ТЕКСТ »
========================================================================

Физики и лирики: истории из жизни ученых и творческой интеллигенции — страница 15 из 45

Спустя несколько лет, в 1980 году, в другом интервью тому же Карлу Аймермахеру Вадим Сидур говорит:

«Сотни, тысячи, миллионы людей погибли от насилия, проявленного по отношению к ним другими людьми в самых чудовищных и даже фантастических формах. Пули, виселицы, бомбы, газовые камеры, концлагеря, пытки, смертная казнь – это перечисление невозможно продолжать, ибо оно бесконечно. Кажется, должно бы это когда-то прекратиться! Но человечество, как бы лишенное разума, ничему не научается. Людская память слишком коротка, слаба и несовершенна. Меня постоянно угнетало и угнетает физическое ощущение бремени ответственности перед теми, кто погиб вчера, погибает сегодня и неизбежно погибнет завтра».


И Вадим Сидур создает образы людей, пострадавших от ЗЛА и НАСИЛИЯ, напоминая тем, кому удалось выжить в страшной мясорубке войны, о мучениях тех, кто прошел ее с оружием в руках и за всех нас принял на себя все последствия развязанной бойни. Этот великий скульптор создает обобщенный, метафорический образ пацифизма таким, каким он его понимает.

========================================================================

ИСХОДНЫЕ ДАННЫЕ »

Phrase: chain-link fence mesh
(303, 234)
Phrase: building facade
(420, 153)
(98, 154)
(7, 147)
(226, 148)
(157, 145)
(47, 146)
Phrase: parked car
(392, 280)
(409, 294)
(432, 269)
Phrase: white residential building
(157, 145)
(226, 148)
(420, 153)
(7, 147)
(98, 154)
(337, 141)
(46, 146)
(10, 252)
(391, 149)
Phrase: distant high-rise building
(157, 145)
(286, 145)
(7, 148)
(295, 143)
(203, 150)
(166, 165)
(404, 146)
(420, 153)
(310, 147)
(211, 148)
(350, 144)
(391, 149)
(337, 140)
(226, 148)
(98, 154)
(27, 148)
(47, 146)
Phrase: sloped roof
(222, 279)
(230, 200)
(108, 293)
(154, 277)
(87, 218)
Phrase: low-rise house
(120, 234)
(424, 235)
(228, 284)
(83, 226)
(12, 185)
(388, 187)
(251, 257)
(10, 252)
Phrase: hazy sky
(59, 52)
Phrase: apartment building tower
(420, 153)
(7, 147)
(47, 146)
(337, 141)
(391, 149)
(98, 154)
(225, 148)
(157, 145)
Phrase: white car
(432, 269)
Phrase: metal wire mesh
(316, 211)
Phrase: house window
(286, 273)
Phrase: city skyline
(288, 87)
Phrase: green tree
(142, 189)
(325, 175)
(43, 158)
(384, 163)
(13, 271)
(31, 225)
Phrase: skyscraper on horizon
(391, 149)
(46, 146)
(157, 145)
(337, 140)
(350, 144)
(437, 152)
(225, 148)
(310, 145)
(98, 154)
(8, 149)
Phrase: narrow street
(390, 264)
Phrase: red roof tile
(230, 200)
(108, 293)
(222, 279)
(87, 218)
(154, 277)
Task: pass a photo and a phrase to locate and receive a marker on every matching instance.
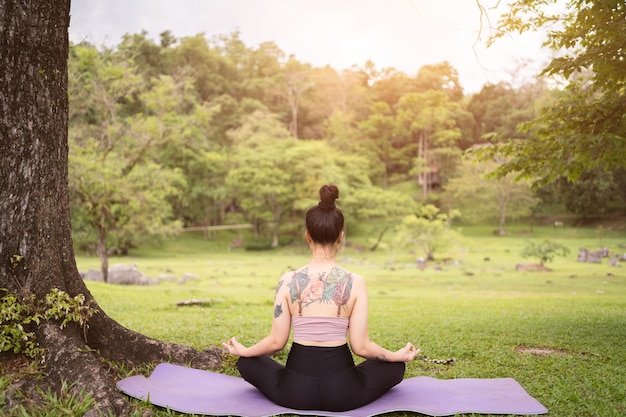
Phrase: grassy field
(560, 334)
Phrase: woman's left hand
(234, 347)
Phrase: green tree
(261, 174)
(36, 254)
(428, 231)
(122, 179)
(597, 193)
(383, 208)
(480, 197)
(585, 127)
(428, 133)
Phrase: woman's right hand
(234, 347)
(407, 353)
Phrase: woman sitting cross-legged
(324, 303)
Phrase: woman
(324, 303)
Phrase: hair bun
(328, 195)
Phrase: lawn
(560, 334)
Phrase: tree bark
(36, 252)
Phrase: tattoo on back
(334, 288)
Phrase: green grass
(479, 311)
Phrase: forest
(204, 132)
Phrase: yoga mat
(194, 391)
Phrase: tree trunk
(36, 252)
(101, 251)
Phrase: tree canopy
(585, 127)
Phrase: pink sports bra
(319, 329)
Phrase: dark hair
(324, 221)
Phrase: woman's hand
(234, 347)
(407, 353)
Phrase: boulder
(121, 274)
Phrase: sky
(403, 34)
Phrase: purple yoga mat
(194, 391)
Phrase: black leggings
(321, 378)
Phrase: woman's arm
(277, 339)
(358, 333)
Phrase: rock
(121, 274)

========================================================================

СПИСОК ЗАДАНИЙ »
(a) В каком году, согласно тексту о скульпторе Вадиме Сидуре, он дал интервью Карлу Аймермахеру, в котором говорит о «бремени ответственности»?
(b) Продолжите текст о скульпторе Вадиме Сидуре после его последнего предложения.

ИТОГОВЫЕ ОТВЕТЫ »
(a) В 1980 году.

(b)
О своем ранении Вадим Сидур говорит так:

«Потом я был убит на войне. Но произошло чудо воскресения, и я остался жить. (Вопреки его же утверждению, что «не воскреснет никто». – Т.В.) Иногда мне даже кажется, что это было предопределено для того, чтобы я смог в конце концов оставить «Памятник погибшим от насилия», «Треблинку», «Памятник погибшим от бомб»…

Я остался жить, но это произошло не сразу. Довольно долго я раскачивался между жизнью и смертью в госпиталях для «челюстных и полостных», среди людей без челюстей… Операцию мне сделали в Центральном институте травматологии и ортопедии. Там же изготовлялись искусственные лица для тех, кто в прямом, а не в переносном смысле потерял свое собственное на войне… Это осталось во мне навсегда… Многие годы я пытаюсь и не могу освободиться от того, что переполнило меня в те времена».

Мы с Рудольфом Мессбауэром замерли на пороге мастерской. Перед нами белокаменная скульптура «Раненый», вытесанная из тех самых блоков бывшей церковной ограды. Белый кокон головы, плотно обмотанный бинтом, и только узкая щель рта, оставшаяся незабинтованной, говорит о том, что там, под этим гипсом, еще кто-то дышит, мыслит, возможно, даже силится что-то сказать, а может быть, просит дать ему пить:

– Воды! Дайте мне глоток воды!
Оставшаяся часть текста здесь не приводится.